→ Try it: From the line that contains "mast and report bounding boxes." to the last line of the entries, write each line out exactly; include both ends and nothing else.

Dataset entries:
====================

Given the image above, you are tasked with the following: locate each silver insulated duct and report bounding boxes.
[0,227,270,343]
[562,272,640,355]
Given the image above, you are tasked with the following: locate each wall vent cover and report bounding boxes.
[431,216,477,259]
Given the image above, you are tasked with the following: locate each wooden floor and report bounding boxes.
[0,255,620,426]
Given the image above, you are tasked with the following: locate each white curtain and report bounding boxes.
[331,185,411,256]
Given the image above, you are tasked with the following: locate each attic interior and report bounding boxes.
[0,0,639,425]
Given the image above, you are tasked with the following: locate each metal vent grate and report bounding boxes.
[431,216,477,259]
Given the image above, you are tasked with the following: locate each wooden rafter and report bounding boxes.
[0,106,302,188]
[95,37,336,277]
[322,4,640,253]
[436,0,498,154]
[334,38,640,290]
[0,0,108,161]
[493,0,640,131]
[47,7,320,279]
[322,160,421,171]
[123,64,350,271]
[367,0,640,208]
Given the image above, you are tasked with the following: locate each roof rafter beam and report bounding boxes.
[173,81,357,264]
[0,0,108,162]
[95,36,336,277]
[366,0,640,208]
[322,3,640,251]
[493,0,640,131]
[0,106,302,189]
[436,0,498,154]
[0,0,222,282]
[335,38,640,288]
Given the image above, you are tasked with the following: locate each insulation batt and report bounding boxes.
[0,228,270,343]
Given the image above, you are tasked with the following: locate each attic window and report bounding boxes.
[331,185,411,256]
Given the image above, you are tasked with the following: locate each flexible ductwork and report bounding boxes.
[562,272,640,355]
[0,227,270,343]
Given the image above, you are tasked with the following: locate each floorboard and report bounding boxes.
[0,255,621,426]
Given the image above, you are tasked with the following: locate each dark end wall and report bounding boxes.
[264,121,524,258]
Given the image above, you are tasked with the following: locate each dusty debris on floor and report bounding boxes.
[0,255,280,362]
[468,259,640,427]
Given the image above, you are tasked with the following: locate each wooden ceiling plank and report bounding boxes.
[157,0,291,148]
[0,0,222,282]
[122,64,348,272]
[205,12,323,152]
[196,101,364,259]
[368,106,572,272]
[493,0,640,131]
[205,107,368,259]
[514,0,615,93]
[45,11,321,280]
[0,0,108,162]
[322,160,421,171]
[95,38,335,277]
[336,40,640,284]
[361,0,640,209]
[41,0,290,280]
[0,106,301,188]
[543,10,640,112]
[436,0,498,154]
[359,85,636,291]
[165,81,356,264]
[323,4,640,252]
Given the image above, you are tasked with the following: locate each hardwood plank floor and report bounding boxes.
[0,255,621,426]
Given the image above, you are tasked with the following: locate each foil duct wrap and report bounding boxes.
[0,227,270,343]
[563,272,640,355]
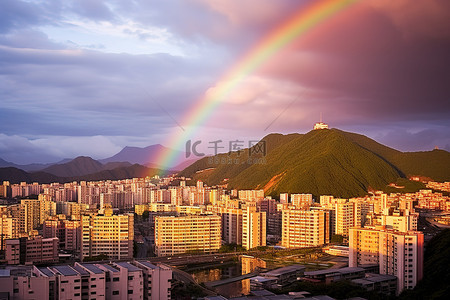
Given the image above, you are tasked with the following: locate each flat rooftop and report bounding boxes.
[96,264,119,273]
[263,264,305,276]
[305,267,364,276]
[80,264,104,275]
[73,266,89,275]
[52,265,78,276]
[136,261,158,270]
[337,267,365,274]
[115,262,141,272]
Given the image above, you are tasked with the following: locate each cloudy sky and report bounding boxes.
[1,0,450,165]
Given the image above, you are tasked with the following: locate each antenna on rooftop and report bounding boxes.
[320,112,323,123]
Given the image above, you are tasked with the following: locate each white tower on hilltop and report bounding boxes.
[313,112,329,130]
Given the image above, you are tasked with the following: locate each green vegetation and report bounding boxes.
[383,178,426,194]
[142,210,149,221]
[398,229,450,299]
[179,129,450,197]
[83,254,108,262]
[218,243,246,253]
[171,282,207,299]
[133,241,138,258]
[330,234,345,244]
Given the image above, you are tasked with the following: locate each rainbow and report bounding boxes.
[154,0,359,174]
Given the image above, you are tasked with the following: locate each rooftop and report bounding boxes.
[52,265,78,276]
[79,263,105,275]
[72,265,89,275]
[115,262,141,272]
[136,261,158,270]
[96,264,119,273]
[263,264,305,276]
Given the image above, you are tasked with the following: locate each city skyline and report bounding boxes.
[1,0,450,164]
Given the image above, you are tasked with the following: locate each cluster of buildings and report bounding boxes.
[0,260,172,300]
[1,178,448,296]
[425,180,450,192]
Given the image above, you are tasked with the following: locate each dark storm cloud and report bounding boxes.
[255,1,450,125]
[376,128,450,152]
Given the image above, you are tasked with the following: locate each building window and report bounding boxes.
[128,290,133,294]
[112,291,119,295]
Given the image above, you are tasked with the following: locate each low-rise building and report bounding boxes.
[0,261,172,300]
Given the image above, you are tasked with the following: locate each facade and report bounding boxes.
[80,210,134,261]
[221,208,243,245]
[0,261,171,300]
[133,261,172,300]
[281,209,329,248]
[313,122,329,130]
[155,215,221,256]
[21,198,56,233]
[0,215,19,250]
[334,199,355,237]
[5,236,59,265]
[242,206,266,250]
[113,262,144,300]
[349,226,424,294]
[290,194,313,209]
[43,216,81,251]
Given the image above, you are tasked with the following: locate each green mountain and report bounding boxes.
[0,164,161,185]
[179,129,450,198]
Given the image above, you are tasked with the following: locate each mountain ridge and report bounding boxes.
[179,129,450,198]
[0,164,162,185]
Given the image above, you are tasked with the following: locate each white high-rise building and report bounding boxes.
[349,226,424,294]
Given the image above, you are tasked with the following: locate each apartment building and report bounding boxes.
[291,193,313,209]
[43,215,81,251]
[155,214,221,256]
[80,210,134,261]
[133,261,172,300]
[221,208,243,245]
[0,261,171,300]
[349,226,424,294]
[0,214,19,250]
[281,209,329,248]
[242,206,266,250]
[5,236,59,265]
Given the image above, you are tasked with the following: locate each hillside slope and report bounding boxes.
[180,129,450,197]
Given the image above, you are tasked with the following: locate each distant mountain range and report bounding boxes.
[0,144,195,174]
[0,163,161,185]
[179,129,450,198]
[0,158,63,172]
[1,129,449,196]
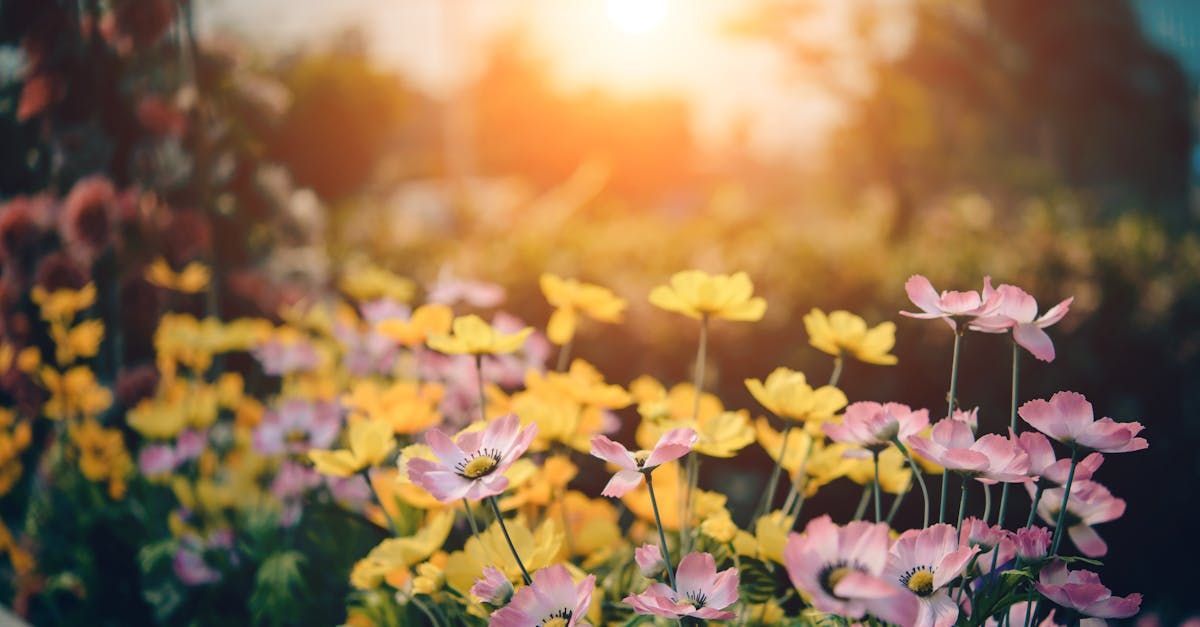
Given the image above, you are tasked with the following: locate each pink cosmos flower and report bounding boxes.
[884,524,979,627]
[589,428,697,498]
[625,552,739,621]
[959,517,1016,574]
[1028,480,1125,557]
[428,266,506,308]
[1013,526,1052,561]
[407,413,536,502]
[969,282,1073,362]
[253,399,340,456]
[825,401,929,455]
[138,444,177,477]
[1035,561,1142,619]
[471,566,514,605]
[253,337,321,376]
[901,275,1000,330]
[1016,431,1104,485]
[490,564,594,627]
[908,418,1030,484]
[783,516,919,625]
[634,544,665,578]
[333,322,398,377]
[1019,392,1147,453]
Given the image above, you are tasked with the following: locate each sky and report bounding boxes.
[197,0,914,157]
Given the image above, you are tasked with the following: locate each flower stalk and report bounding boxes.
[892,439,930,528]
[939,328,964,523]
[996,342,1020,529]
[645,471,678,591]
[487,495,532,585]
[1049,444,1081,555]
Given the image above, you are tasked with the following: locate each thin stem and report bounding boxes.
[955,476,968,530]
[555,338,572,372]
[360,469,397,533]
[997,342,1020,529]
[982,482,992,525]
[872,450,883,523]
[474,354,488,422]
[1049,445,1080,555]
[462,497,480,538]
[487,496,531,585]
[680,315,708,554]
[894,439,930,528]
[885,482,906,525]
[786,477,809,529]
[828,354,844,387]
[692,315,708,419]
[410,596,442,627]
[852,483,872,521]
[645,472,678,590]
[1025,484,1045,528]
[756,424,791,518]
[940,329,964,524]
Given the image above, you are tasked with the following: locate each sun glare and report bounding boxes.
[606,0,669,35]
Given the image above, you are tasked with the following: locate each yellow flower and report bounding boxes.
[342,380,444,435]
[524,360,631,410]
[754,417,816,477]
[68,418,132,499]
[632,377,723,423]
[31,283,96,323]
[804,443,859,496]
[745,367,847,426]
[700,511,739,543]
[804,309,898,365]
[648,270,766,321]
[49,319,104,365]
[339,264,415,303]
[0,412,32,496]
[16,346,40,373]
[350,511,454,590]
[753,510,791,564]
[539,274,626,345]
[638,409,754,458]
[40,366,112,420]
[145,258,210,293]
[546,491,621,565]
[411,554,448,595]
[427,315,532,355]
[376,304,454,347]
[309,418,396,477]
[844,446,912,495]
[444,518,563,593]
[508,391,580,452]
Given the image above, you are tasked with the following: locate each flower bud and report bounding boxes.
[470,566,514,606]
[635,543,666,578]
[1014,526,1052,560]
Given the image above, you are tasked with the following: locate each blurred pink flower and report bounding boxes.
[970,282,1073,362]
[1029,480,1125,557]
[408,414,536,502]
[884,524,978,627]
[1035,561,1141,619]
[490,564,594,627]
[634,543,665,578]
[825,401,929,455]
[908,418,1030,484]
[1013,526,1052,560]
[253,400,340,456]
[333,322,397,377]
[1019,392,1147,453]
[427,266,506,308]
[625,552,738,621]
[1015,430,1104,484]
[784,516,918,626]
[901,275,1000,330]
[59,175,118,264]
[173,541,221,586]
[471,566,514,605]
[590,428,697,498]
[138,444,176,477]
[253,337,320,376]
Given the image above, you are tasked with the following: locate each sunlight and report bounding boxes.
[606,0,669,35]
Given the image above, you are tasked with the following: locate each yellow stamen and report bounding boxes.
[543,618,568,627]
[633,450,651,466]
[827,566,852,590]
[906,569,934,596]
[462,456,498,478]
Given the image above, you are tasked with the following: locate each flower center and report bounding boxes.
[682,590,708,608]
[633,450,652,467]
[540,609,571,626]
[818,562,861,599]
[455,448,503,479]
[902,567,935,596]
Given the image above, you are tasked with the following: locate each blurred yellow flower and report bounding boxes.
[753,510,791,565]
[340,264,415,303]
[508,391,581,452]
[427,315,532,355]
[40,366,112,420]
[638,408,754,458]
[700,511,739,543]
[648,270,766,321]
[632,377,723,423]
[804,443,860,496]
[547,491,621,565]
[350,511,454,590]
[16,346,40,373]
[342,380,443,435]
[754,417,816,478]
[444,518,563,593]
[31,283,95,323]
[49,319,104,365]
[745,367,847,426]
[524,360,631,410]
[844,445,912,495]
[803,309,898,366]
[309,418,395,477]
[145,258,210,293]
[411,554,448,595]
[0,411,31,496]
[375,303,453,347]
[539,274,626,345]
[622,461,724,531]
[69,418,131,499]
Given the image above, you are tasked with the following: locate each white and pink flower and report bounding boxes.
[908,417,1030,484]
[1015,430,1104,485]
[407,413,536,502]
[471,566,514,606]
[589,428,697,498]
[901,275,1001,330]
[884,524,979,627]
[490,564,594,627]
[253,399,340,456]
[969,282,1073,362]
[625,552,739,621]
[1019,392,1147,453]
[1035,561,1141,619]
[824,401,929,454]
[1029,480,1125,557]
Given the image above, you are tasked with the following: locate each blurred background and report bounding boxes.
[2,0,1199,623]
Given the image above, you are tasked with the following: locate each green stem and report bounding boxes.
[1025,484,1044,528]
[756,424,791,518]
[680,315,708,554]
[474,354,488,422]
[982,481,992,525]
[555,338,573,372]
[893,439,930,528]
[828,354,844,387]
[1049,445,1080,555]
[787,478,809,529]
[646,471,678,590]
[955,475,968,530]
[487,496,531,585]
[997,342,1020,529]
[462,497,480,538]
[872,450,883,523]
[852,483,871,521]
[940,329,964,524]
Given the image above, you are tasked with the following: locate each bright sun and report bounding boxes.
[605,0,669,35]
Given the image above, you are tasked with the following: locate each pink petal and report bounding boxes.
[933,545,979,591]
[1085,593,1142,619]
[904,275,943,315]
[407,458,471,502]
[675,552,717,597]
[1077,419,1147,453]
[589,435,637,471]
[601,470,644,498]
[938,291,983,315]
[426,429,468,468]
[1036,297,1074,328]
[1013,323,1056,362]
[644,428,697,468]
[1067,525,1108,558]
[480,413,521,456]
[704,567,740,609]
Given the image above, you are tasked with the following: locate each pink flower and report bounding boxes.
[625,552,739,621]
[175,429,207,463]
[1013,526,1052,560]
[634,544,665,578]
[1035,561,1142,619]
[407,414,536,503]
[1016,431,1104,485]
[490,564,594,627]
[253,338,321,376]
[783,516,918,625]
[589,428,697,498]
[138,444,176,477]
[825,401,929,454]
[901,275,1000,330]
[908,418,1030,484]
[1028,480,1124,557]
[333,323,398,377]
[884,524,979,627]
[471,566,514,605]
[959,518,1015,574]
[970,282,1073,362]
[253,399,340,455]
[427,266,506,308]
[1019,391,1147,453]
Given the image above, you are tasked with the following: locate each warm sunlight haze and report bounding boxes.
[605,0,670,35]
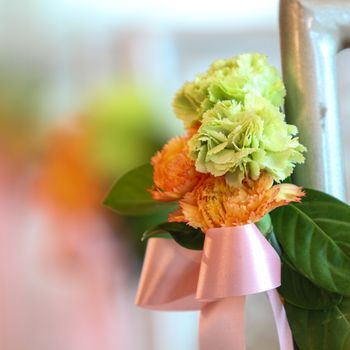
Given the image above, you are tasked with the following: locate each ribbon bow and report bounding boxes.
[136,224,293,350]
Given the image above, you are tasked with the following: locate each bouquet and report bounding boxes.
[105,53,350,350]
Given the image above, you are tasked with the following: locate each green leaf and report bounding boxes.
[267,230,283,257]
[142,231,172,240]
[285,297,350,350]
[256,214,273,236]
[267,230,342,310]
[270,188,350,296]
[103,164,175,216]
[278,262,342,310]
[143,222,205,250]
[303,188,349,207]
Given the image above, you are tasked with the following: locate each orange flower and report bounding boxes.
[150,135,203,201]
[169,173,304,231]
[35,128,102,213]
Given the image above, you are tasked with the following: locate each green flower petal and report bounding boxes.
[189,98,306,182]
[173,53,286,127]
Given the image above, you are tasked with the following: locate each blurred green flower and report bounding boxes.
[189,95,306,185]
[81,82,165,181]
[173,53,286,128]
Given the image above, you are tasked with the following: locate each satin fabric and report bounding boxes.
[136,224,293,350]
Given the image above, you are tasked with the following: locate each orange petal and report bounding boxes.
[174,173,304,231]
[150,134,203,201]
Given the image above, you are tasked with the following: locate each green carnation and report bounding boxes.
[189,95,306,185]
[173,53,286,128]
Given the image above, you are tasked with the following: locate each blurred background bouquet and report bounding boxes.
[1,1,350,350]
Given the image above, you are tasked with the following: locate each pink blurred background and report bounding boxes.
[0,1,349,349]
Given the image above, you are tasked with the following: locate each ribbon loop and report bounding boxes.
[135,238,201,310]
[197,224,281,300]
[135,224,294,350]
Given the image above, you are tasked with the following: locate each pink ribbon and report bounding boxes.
[136,224,294,350]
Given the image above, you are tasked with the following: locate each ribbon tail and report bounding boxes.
[267,289,294,350]
[199,296,246,350]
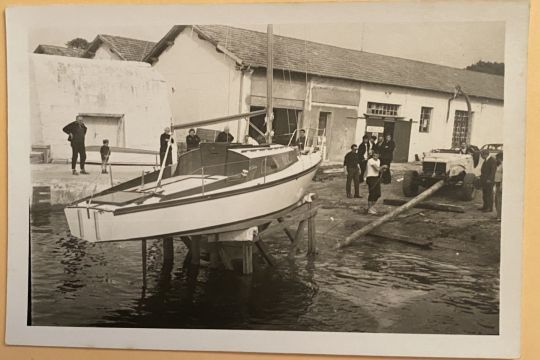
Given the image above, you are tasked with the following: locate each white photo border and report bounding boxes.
[6,1,529,358]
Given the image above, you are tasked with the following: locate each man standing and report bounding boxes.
[296,129,307,151]
[479,149,497,212]
[62,115,88,175]
[215,125,234,143]
[357,135,371,183]
[343,144,361,198]
[379,134,396,168]
[365,151,387,214]
[160,127,175,166]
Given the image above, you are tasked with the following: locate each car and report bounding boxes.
[481,143,503,154]
[402,149,480,201]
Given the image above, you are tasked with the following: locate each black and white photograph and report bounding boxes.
[6,1,528,358]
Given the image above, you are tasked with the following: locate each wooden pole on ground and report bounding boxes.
[382,198,465,213]
[336,180,445,249]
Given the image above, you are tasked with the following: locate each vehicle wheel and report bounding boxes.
[460,173,476,201]
[402,170,419,197]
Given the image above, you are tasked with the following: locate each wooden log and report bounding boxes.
[255,235,276,266]
[277,217,296,242]
[191,235,201,266]
[218,246,234,271]
[208,235,220,269]
[383,198,464,213]
[162,237,174,263]
[141,239,147,290]
[242,242,253,275]
[289,219,306,258]
[368,229,433,248]
[307,204,317,256]
[337,180,445,248]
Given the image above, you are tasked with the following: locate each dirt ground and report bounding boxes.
[310,162,501,267]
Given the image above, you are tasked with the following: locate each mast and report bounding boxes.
[266,24,274,144]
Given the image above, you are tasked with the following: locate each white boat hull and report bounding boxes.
[64,155,320,242]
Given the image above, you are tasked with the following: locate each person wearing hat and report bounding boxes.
[479,149,498,212]
[159,127,174,166]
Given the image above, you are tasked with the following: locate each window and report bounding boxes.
[419,107,432,133]
[367,102,400,116]
[452,110,473,147]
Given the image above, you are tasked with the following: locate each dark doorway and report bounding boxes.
[249,106,300,145]
[365,117,411,162]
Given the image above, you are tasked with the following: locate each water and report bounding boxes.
[29,210,499,334]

====================

→ Answer to this task:
Given the image above, you are tasked with the following: locate each mast and report bounding boxes.
[266,24,274,144]
Given the image above, you are tasked with the following: locate each white boat hull and report bounding boxes.
[64,155,320,242]
Given the image above, you are tasked with the following: locate each person wearing hat and report bounding boxes.
[479,149,498,212]
[159,127,174,166]
Given the image above, you are tasked with the following: locate each window and report bounding boxes.
[419,107,432,133]
[367,102,400,116]
[452,110,473,147]
Given the image above, you are tasked with the following: locate each dark doorway and report bounding boxes.
[249,106,300,145]
[365,117,411,162]
Given the image above, you are tasked with the following: locate each water and report bounding boxes.
[29,210,499,334]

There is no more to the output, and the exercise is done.